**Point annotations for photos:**
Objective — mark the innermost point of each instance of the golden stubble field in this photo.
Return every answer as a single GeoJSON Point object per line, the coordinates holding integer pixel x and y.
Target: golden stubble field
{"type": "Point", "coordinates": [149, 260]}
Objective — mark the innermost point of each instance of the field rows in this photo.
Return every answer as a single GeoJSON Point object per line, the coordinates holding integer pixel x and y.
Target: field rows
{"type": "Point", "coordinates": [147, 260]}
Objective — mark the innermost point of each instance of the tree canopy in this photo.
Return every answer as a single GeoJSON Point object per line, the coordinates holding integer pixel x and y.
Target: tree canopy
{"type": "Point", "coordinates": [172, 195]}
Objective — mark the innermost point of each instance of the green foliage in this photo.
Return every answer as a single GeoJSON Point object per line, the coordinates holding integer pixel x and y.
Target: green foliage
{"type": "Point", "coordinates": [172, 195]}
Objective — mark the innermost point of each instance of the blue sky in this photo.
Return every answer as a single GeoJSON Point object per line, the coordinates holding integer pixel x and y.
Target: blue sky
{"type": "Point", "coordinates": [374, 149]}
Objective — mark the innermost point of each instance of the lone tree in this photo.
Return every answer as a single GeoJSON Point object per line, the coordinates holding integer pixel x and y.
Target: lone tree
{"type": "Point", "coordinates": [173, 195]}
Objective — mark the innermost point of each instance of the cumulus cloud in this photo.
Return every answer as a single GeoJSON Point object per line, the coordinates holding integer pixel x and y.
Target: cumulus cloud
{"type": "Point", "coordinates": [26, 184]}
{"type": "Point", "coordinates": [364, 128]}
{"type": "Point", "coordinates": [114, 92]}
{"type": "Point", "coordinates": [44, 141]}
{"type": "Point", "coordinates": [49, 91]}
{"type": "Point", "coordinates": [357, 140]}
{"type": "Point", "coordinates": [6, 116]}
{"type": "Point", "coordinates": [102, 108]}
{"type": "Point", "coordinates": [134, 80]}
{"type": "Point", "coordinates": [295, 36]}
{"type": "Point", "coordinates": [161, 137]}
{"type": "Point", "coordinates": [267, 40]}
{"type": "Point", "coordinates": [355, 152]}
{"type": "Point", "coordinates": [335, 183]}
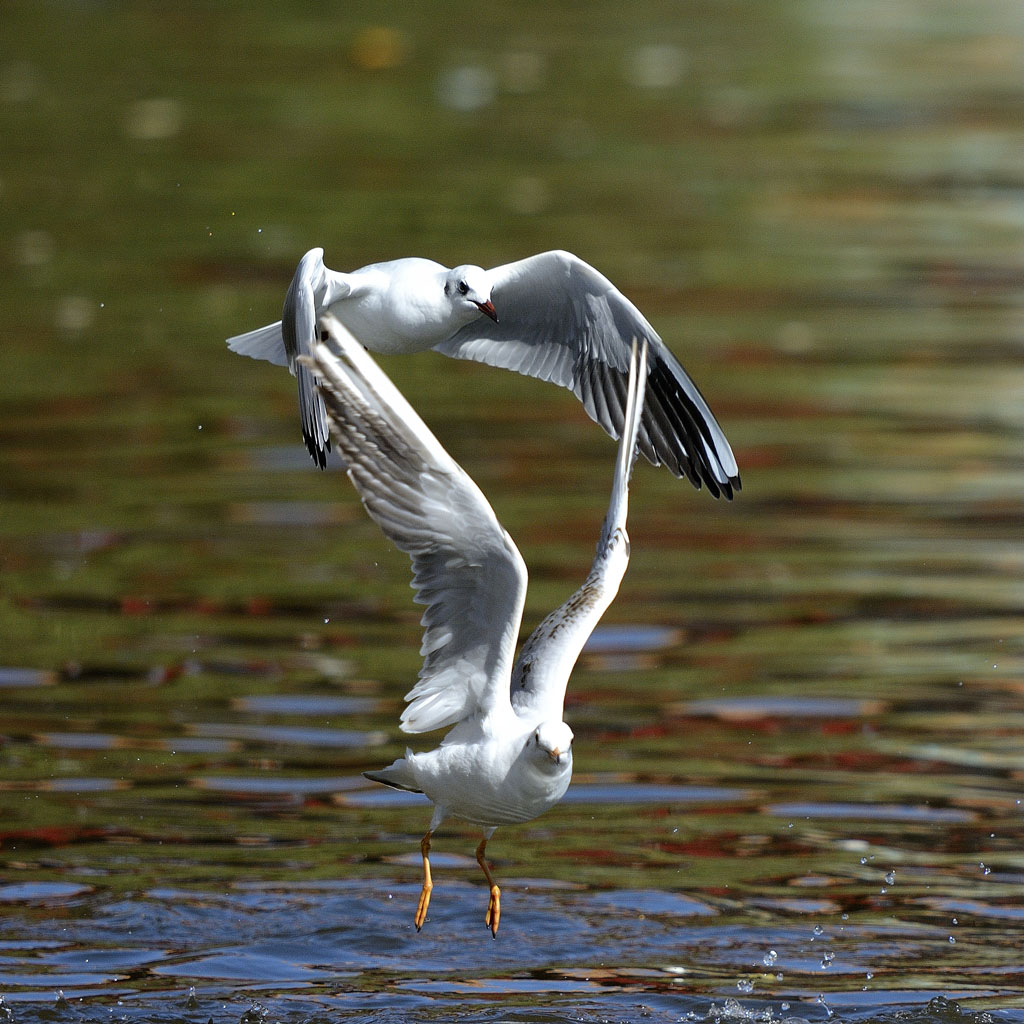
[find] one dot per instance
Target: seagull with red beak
(550, 315)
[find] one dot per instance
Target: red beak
(488, 309)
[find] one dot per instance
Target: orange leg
(421, 907)
(495, 902)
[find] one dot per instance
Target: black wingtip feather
(664, 389)
(316, 453)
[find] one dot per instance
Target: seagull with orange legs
(508, 755)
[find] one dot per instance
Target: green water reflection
(819, 207)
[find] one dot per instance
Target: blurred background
(798, 785)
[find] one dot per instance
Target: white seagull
(550, 315)
(508, 757)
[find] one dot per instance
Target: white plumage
(508, 755)
(551, 315)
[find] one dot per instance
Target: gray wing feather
(465, 566)
(561, 321)
(546, 660)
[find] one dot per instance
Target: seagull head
(468, 288)
(553, 742)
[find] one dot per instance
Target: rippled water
(799, 764)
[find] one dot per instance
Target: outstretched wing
(465, 567)
(546, 660)
(561, 321)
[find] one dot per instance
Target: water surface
(798, 790)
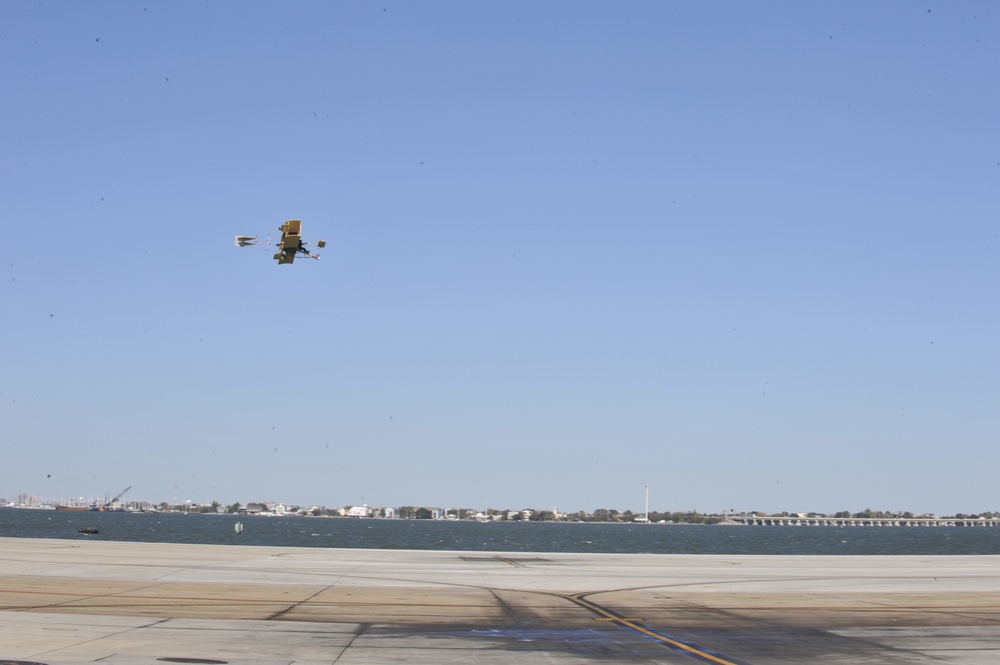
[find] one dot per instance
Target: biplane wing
(289, 245)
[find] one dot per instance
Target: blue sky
(746, 253)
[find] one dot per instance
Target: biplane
(290, 245)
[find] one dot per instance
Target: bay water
(497, 536)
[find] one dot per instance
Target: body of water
(497, 536)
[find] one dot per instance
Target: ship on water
(111, 505)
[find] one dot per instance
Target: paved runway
(78, 601)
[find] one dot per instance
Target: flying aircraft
(289, 246)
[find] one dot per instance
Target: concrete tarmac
(79, 601)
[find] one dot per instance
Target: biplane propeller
(290, 245)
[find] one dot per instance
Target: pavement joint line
(656, 636)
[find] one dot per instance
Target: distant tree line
(610, 515)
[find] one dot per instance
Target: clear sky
(747, 253)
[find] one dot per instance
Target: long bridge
(755, 520)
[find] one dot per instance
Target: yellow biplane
(290, 245)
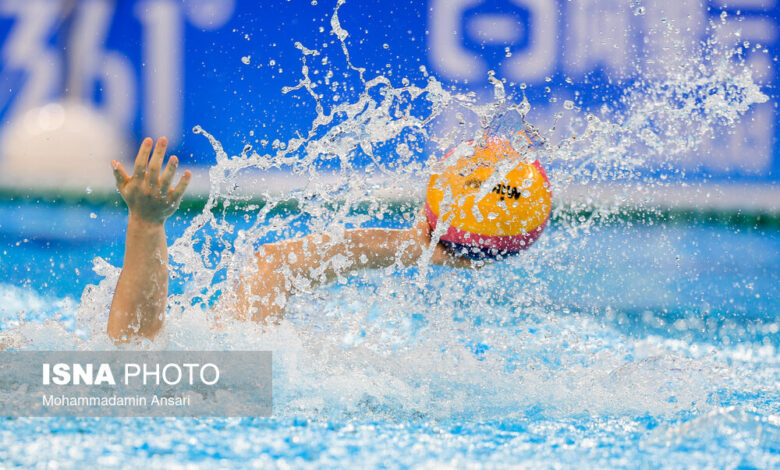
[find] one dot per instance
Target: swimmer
(138, 306)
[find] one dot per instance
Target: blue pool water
(638, 345)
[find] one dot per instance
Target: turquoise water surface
(645, 343)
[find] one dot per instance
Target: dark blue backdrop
(161, 66)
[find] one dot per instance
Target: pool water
(641, 344)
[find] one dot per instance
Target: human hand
(148, 194)
(441, 255)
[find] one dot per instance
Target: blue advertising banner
(162, 67)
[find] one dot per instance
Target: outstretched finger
(120, 174)
(155, 163)
(142, 158)
(170, 170)
(178, 192)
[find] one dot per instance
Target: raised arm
(290, 266)
(138, 307)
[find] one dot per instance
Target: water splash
(423, 341)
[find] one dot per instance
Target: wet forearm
(139, 301)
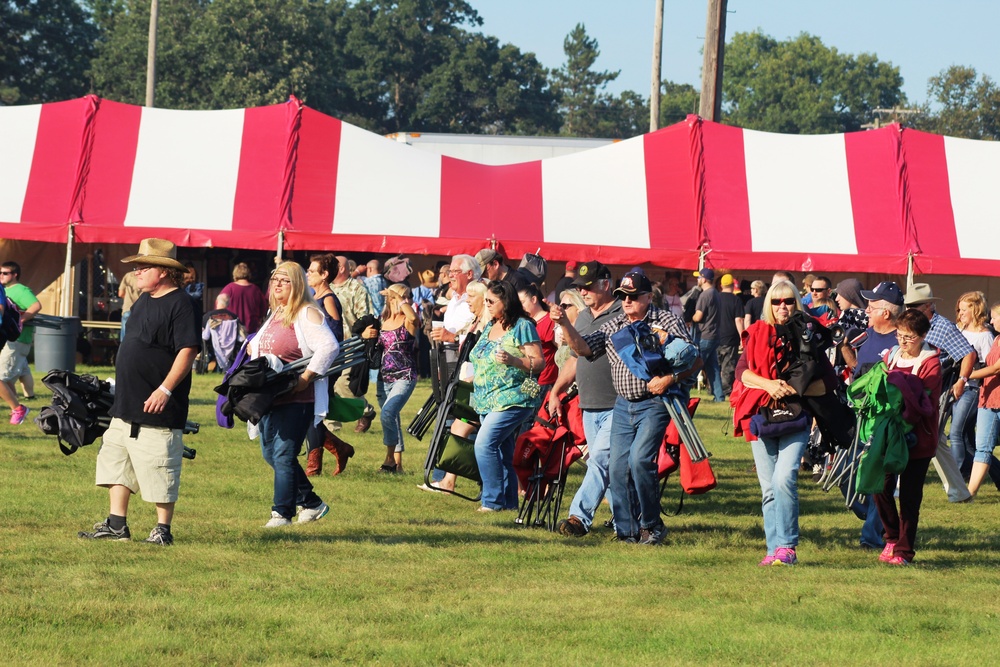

**WHAT TO WORK ON:** Return every line of the entries above that contains the string "cloud", treating case as significant.

**IN RESPONSE:**
Objective — mark the innermost point of each instance of the cumulus cloud in this photo.
Target: cumulus cloud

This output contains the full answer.